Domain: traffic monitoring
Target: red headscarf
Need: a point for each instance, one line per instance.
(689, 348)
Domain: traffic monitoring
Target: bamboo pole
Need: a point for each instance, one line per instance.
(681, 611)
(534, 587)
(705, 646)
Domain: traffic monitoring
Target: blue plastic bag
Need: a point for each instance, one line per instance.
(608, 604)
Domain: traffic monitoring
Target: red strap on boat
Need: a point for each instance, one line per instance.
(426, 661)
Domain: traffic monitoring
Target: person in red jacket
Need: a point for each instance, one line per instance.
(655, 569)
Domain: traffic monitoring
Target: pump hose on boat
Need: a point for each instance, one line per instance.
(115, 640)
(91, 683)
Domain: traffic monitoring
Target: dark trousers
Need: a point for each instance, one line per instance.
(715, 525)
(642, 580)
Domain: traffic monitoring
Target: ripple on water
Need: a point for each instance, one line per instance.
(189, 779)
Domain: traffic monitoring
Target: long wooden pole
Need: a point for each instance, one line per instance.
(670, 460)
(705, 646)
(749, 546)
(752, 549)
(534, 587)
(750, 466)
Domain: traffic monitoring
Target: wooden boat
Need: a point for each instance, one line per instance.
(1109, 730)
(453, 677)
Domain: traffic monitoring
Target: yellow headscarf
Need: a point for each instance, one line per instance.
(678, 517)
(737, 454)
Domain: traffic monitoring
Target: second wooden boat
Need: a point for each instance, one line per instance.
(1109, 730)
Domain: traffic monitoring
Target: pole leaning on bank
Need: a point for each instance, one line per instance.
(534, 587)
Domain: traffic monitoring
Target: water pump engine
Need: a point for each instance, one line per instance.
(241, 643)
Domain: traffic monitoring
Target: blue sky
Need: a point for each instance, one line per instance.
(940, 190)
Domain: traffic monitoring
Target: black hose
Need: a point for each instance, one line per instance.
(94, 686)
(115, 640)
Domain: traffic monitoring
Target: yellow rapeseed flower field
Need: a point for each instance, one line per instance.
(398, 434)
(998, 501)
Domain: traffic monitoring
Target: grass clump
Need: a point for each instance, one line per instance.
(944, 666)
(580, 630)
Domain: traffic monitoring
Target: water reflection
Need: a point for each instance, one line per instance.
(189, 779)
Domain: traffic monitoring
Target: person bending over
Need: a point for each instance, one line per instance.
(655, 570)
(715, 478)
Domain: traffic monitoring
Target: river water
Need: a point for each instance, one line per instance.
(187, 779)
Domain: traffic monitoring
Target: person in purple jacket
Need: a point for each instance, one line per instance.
- - -
* Work to complete *
Your answer should be the material, retyped exactly as written.

* Output of the exercise *
Domain: traffic monitoring
Target: red headscarf
Need: a point for each instance, one line per instance.
(689, 348)
Domain: traffic monitoring
Target: bamboo pole
Need: a point for each instance, one line per instance.
(681, 611)
(534, 587)
(705, 646)
Domain: traffic monitoring
Target: blue plastic bag
Need: a point for each instance, one line per instance.
(608, 604)
Domain: traffic monitoring
Target: red strap on boat
Need: a point for each instance, one line per instance.
(426, 661)
Domain: traffic monitoring
Target: person in red jacket
Need: a point for each instance, one line per instance.
(655, 569)
Domain: traffic monitoring
Target: pump hose on boat
Need: a point for each instance, one line per instance.
(115, 640)
(91, 683)
Domain: traffic monitoring
Target: dark trousers
Need: a point for each instance, one line per instance.
(715, 525)
(642, 580)
Domain: traffic monitoring
Target: ripple on water
Need: a point for each instance, one line per instance.
(189, 779)
Domain: traffic monitoring
Target: long wooden pole
Need: a point for each instance, one line per instance.
(670, 460)
(705, 646)
(749, 546)
(752, 549)
(534, 587)
(750, 466)
Domain: traffic monitoring
Target: wooden boat
Need: a point for each instance, one line per instance.
(1109, 730)
(453, 677)
Domain: traffic monitoring
Target: yellow headscarf
Need: a point for each instance, one line per instance.
(678, 517)
(737, 454)
Domain: traffic monitoring
Target: second wooden boat
Need: a point for each instance, one line per instance.
(1109, 730)
Domain: traffic monitoring
Target: pole leaning on bank
Need: a point for each instance, one line per instance.
(534, 587)
Domain: traffic monitoring
Target: water pump engine
Need: a point for each instance, one line per instance.
(241, 643)
Domain: traffic monitoring
Target: blue sky
Need: a point for each instance, one line per instance.
(940, 190)
Domain: traffic monitoring
Target: black hose
Need: a point for each instance, one line per instance.
(94, 686)
(115, 640)
Domain: traffic monitoring
Target: yellow rapeseed flower field
Need: a point for each instance, one line per instance.
(398, 434)
(998, 501)
Domain: traffic monitoring
Target: grass clump
Need: a point for each instance, one line per instance.
(944, 666)
(580, 630)
Domain: traffic monitoring
Target: water reflection
Need: a point for each instance, one line per instance.
(189, 779)
Domain: traffic monitoring
Target: person bending over
Need: a point for each instance, one line per instance.
(655, 570)
(715, 478)
Domain: traffic monitoring
Target: river water
Need: a point for each instance, one line per instance.
(187, 779)
Domain: traffic monitoring
Target: person in purple jacket
Need: a point for each instance, one line per instance.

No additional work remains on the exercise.